--- TASK DESCRIPTION ---
Count how many lines of the material below contain the string "lawn". Case matters. Give only the number.

--- ENTRIES SHOWN ---
<<<<

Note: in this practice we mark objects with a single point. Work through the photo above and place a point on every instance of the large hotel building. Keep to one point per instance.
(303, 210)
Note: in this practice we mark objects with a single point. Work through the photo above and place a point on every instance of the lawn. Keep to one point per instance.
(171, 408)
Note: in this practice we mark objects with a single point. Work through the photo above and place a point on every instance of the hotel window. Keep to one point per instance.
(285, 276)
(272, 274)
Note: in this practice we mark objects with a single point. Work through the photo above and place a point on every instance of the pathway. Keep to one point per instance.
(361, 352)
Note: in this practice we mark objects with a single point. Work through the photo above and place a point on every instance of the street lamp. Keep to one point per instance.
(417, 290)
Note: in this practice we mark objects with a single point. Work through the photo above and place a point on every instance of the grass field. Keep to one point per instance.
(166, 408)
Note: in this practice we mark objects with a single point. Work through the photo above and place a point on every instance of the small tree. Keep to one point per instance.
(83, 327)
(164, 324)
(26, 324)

>>>>
<<<<

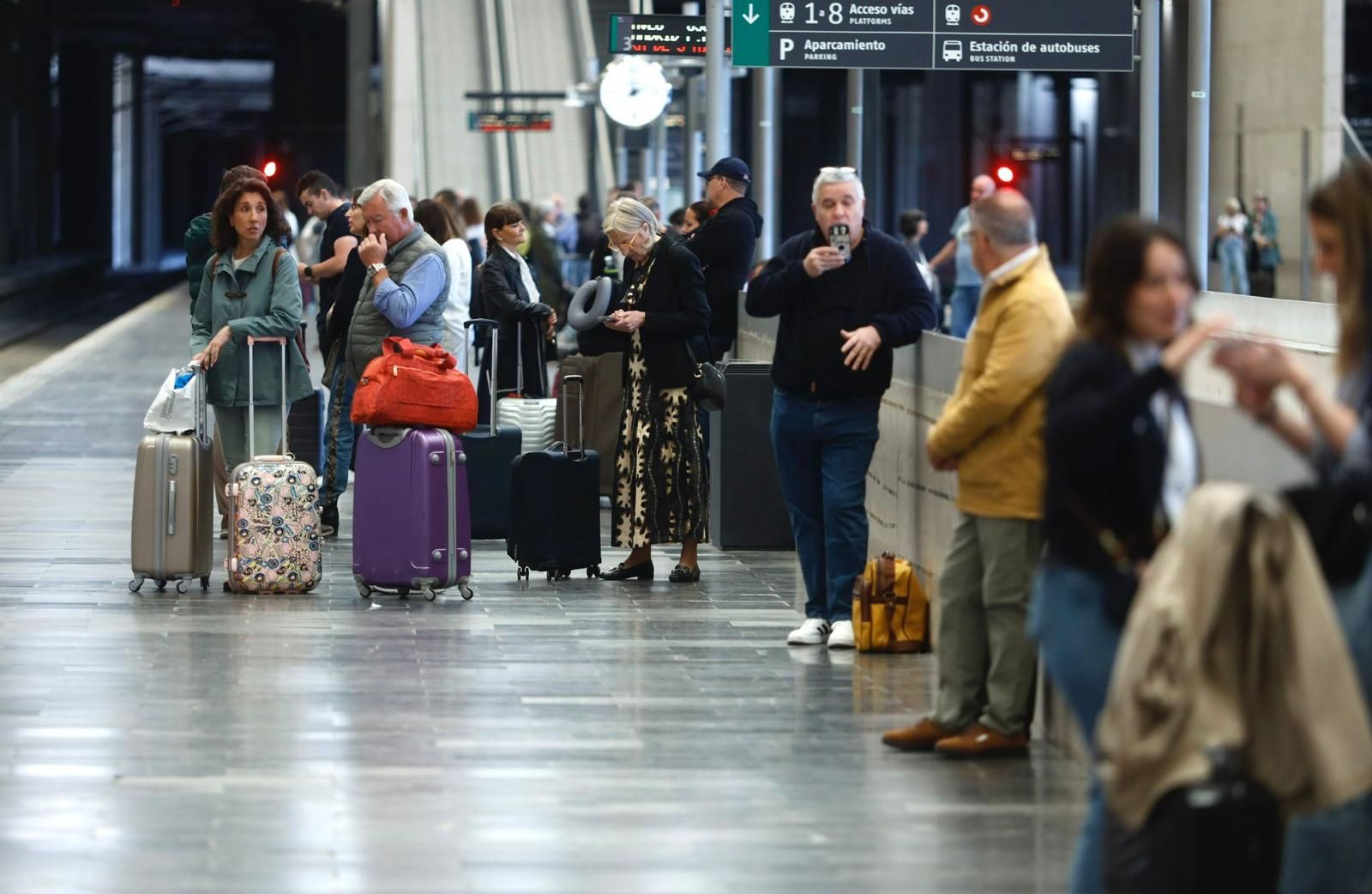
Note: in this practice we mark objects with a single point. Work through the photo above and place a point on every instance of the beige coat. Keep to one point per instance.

>>>>
<<<<

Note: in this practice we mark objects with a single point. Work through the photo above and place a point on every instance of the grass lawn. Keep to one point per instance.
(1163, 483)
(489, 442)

>>>>

--- RESPONSE TO THIS TASK ---
2